[THE TASK]: Switch "instance" to "occurrence" everywhere it occurs in the records below, and write the records out again with everything else left the same.

========================

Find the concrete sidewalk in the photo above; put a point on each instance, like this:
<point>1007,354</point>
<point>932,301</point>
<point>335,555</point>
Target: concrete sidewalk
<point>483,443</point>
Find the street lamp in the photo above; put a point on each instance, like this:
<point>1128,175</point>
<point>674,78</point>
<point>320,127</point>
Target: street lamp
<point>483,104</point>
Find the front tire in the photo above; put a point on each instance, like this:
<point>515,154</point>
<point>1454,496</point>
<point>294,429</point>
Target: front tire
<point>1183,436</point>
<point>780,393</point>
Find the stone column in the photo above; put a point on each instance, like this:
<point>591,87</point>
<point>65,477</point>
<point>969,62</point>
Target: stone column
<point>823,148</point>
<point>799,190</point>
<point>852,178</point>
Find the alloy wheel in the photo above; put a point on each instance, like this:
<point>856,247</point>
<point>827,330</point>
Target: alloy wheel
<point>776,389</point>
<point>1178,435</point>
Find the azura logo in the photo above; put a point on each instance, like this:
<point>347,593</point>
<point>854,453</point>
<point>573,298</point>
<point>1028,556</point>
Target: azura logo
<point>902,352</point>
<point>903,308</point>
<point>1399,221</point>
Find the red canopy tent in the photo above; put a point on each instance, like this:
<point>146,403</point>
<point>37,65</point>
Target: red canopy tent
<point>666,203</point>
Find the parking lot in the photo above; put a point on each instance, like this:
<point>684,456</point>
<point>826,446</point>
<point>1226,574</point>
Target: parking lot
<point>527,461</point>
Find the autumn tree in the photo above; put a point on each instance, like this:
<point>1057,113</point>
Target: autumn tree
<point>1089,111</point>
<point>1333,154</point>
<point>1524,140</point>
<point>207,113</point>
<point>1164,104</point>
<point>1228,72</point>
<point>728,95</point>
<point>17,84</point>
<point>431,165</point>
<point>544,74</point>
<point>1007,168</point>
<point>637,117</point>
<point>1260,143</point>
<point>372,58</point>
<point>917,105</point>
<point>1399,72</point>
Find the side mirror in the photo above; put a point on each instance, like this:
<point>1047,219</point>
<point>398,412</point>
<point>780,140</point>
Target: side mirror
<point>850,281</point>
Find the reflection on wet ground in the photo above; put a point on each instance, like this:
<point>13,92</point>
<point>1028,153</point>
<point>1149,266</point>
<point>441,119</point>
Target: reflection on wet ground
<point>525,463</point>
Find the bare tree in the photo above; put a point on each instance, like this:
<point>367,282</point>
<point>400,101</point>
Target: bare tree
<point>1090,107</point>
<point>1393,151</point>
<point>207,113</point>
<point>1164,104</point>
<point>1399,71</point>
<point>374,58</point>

========================

[EXERCISE RESPONSE]:
Find the concrete sidewalk in the photo above; put a point on each occurrence, like this:
<point>1007,354</point>
<point>932,301</point>
<point>335,555</point>
Target: concrete sidewalk
<point>483,443</point>
Find the street lamp in the photo above; put a point on each occurrence, like this:
<point>1128,175</point>
<point>674,78</point>
<point>320,127</point>
Target: street lamp
<point>483,104</point>
Find the front tire in the photo above; put a point on each occurrence, like this:
<point>515,154</point>
<point>1454,496</point>
<point>294,429</point>
Target: front tire
<point>1183,436</point>
<point>780,393</point>
Find the stone column in the photo above; put a point on each occurrence, like this:
<point>591,87</point>
<point>65,477</point>
<point>969,62</point>
Target: stone column
<point>823,148</point>
<point>799,190</point>
<point>852,178</point>
Find the alloy wheel in the photo above; put a point on each occurrence, like this:
<point>856,247</point>
<point>827,330</point>
Target: alloy wheel
<point>776,389</point>
<point>1178,435</point>
Find the azura logo in the photo above; put a point on each occurrence, like this:
<point>347,593</point>
<point>854,453</point>
<point>573,298</point>
<point>1028,556</point>
Target: azura logo
<point>902,352</point>
<point>903,308</point>
<point>1399,221</point>
Find the red canopy tent in the photo above; put a point on each occurrence, like this:
<point>146,403</point>
<point>37,65</point>
Target: red canopy tent
<point>666,203</point>
Find the parking lot in the photo above; put a point on each occurrence, like this:
<point>684,456</point>
<point>826,446</point>
<point>1226,574</point>
Target: parking lot
<point>527,461</point>
Find the autumn tree in the photo above; put a point on each occurrence, like this:
<point>1057,113</point>
Target: autumn tree
<point>1089,111</point>
<point>1333,154</point>
<point>1524,140</point>
<point>207,113</point>
<point>1164,104</point>
<point>1228,72</point>
<point>728,95</point>
<point>17,84</point>
<point>431,165</point>
<point>544,74</point>
<point>1007,168</point>
<point>637,117</point>
<point>1260,143</point>
<point>372,58</point>
<point>917,105</point>
<point>1399,72</point>
Find the side mirror in the photo above; put a point on each occurrence, like this:
<point>1047,219</point>
<point>398,412</point>
<point>780,140</point>
Target: side mirror
<point>850,281</point>
Find the reflection on wet ground in the photo above; put a point on each occurrence, like this:
<point>13,92</point>
<point>1028,153</point>
<point>1149,266</point>
<point>441,119</point>
Target: reflection on wet ground
<point>525,463</point>
Find the bare tree in the photo above; put a point on each occurrence, like this:
<point>367,282</point>
<point>400,101</point>
Target: bare tree
<point>1090,107</point>
<point>1393,151</point>
<point>207,113</point>
<point>1164,104</point>
<point>1399,71</point>
<point>374,58</point>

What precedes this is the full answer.